## INFORMATION PROVIDED
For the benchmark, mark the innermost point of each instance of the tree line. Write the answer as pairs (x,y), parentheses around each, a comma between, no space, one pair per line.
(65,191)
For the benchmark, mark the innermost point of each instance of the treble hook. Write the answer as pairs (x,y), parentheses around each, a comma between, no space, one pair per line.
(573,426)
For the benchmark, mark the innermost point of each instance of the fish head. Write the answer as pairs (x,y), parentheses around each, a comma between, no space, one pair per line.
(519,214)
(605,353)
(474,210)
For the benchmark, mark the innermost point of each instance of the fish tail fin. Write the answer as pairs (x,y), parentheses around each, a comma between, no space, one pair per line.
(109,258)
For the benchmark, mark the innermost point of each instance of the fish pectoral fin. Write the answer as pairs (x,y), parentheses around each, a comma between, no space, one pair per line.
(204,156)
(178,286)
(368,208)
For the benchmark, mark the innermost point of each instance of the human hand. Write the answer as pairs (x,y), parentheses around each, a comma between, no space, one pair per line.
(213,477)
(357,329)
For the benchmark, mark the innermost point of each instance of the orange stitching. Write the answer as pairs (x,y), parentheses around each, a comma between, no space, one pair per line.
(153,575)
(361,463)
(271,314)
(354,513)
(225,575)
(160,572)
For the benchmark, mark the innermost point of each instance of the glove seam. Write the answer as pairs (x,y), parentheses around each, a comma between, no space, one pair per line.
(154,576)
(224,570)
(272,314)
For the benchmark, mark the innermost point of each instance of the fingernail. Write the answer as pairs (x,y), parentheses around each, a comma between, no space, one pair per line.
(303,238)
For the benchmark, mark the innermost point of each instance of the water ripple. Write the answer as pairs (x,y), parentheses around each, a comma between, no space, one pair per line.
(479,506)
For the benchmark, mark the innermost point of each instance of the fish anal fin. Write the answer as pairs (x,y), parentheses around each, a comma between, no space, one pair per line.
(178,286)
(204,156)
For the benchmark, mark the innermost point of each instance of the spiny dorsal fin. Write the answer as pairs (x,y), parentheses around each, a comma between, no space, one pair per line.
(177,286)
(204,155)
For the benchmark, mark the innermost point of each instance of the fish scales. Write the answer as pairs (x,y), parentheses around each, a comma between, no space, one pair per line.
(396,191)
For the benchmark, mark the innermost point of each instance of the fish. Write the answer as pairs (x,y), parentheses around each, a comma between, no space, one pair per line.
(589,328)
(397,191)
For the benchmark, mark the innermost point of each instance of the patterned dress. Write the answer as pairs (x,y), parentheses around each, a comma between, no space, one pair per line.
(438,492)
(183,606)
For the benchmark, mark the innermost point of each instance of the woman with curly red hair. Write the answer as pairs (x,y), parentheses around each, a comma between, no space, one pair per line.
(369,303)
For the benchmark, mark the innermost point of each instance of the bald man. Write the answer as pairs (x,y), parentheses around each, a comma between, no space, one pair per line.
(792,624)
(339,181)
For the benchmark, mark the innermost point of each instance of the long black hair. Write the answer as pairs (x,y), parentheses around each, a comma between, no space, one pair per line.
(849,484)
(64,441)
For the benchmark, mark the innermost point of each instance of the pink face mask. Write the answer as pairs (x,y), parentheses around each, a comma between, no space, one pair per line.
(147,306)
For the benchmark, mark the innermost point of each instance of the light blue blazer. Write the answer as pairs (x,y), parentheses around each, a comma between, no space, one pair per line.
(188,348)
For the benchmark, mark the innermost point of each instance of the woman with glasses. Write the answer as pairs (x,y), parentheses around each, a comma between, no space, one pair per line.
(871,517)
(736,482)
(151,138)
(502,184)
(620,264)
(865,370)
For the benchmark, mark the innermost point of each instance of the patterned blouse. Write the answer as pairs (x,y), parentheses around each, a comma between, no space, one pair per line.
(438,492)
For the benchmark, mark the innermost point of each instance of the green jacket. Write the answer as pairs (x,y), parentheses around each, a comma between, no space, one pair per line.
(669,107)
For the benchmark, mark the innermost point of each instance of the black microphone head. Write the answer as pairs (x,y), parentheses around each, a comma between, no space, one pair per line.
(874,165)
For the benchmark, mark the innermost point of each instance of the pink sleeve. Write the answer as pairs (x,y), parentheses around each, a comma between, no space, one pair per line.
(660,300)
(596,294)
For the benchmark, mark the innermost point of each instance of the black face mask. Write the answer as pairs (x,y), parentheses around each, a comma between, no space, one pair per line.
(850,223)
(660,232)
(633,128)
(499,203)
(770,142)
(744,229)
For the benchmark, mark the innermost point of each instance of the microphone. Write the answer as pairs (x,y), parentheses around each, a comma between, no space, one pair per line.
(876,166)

## REQUIRED TASK
Copy out verbatim the lines of the listing above, starting with the line that contains "of the microphone." and continuing through the end of the listing.

## FULL ANSWER
For the benchmark, mark the innermost point of each instance of the microphone. Write the answer as pairs (x,y), parentheses around each, a comma between, no space, one pair per line.
(876,166)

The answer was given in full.